* START *
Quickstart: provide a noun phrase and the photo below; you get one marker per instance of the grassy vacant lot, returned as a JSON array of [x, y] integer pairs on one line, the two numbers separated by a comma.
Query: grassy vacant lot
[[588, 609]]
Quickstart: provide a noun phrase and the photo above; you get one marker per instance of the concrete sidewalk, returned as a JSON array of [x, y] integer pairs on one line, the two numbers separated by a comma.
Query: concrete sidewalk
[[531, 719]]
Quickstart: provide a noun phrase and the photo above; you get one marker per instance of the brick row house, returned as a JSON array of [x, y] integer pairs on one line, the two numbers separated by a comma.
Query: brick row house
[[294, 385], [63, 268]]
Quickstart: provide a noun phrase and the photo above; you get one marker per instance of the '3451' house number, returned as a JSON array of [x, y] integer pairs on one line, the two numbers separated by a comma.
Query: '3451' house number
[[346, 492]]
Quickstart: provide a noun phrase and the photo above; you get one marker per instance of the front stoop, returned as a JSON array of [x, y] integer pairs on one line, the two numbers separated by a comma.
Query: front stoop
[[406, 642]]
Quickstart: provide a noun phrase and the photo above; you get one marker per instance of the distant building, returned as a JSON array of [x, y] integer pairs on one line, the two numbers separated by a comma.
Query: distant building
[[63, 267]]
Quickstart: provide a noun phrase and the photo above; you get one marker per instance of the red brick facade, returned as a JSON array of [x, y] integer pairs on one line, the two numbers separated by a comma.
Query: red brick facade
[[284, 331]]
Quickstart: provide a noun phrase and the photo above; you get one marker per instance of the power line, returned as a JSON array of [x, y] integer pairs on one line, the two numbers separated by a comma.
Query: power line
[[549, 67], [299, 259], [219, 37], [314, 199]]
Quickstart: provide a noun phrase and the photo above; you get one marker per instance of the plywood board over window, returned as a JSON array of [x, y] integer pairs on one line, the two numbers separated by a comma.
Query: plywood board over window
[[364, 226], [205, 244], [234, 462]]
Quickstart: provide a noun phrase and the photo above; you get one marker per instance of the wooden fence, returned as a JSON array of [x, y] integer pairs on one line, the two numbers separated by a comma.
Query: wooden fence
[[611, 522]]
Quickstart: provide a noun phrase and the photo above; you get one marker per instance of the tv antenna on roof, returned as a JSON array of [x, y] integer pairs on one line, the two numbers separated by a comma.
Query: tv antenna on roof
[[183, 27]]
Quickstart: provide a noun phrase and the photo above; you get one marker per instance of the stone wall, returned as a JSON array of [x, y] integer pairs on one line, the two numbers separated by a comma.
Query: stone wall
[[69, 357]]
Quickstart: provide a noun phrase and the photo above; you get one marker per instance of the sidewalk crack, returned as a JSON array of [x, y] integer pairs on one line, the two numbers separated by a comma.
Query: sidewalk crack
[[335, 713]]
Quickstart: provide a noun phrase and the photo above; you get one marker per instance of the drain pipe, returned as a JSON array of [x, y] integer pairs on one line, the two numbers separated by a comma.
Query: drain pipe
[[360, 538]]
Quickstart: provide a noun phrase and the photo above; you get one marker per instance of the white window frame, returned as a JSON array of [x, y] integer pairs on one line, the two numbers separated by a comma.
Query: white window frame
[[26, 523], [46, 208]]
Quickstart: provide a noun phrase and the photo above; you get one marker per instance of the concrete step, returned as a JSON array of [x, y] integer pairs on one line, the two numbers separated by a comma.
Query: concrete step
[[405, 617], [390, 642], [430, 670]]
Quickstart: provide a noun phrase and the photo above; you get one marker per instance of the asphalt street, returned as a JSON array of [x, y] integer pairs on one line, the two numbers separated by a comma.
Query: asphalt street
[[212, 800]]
* END *
Given request: Copy every line from the one containing "concrete step, returned" through the end of the items, adding 49 to each point coordinate in the answers and keeping all other lines unchanged.

Solution for this problem:
Quickstart: provide a noun phrase and the photo above; you get one marker per instance of the concrete step, returned as a JSON array of [x, y] integer pairs on one line, the two numbers separated by a comma.
Query: concrete step
[[454, 666], [439, 691], [479, 719]]
Quickstart: provide a noun phrase and the photo above; you get one marker per instance of the asphalt street, returned as a JSON array of [x, y] integer pairs on one line, the two numbers separated by a comma.
Query: asphalt street
[[261, 849]]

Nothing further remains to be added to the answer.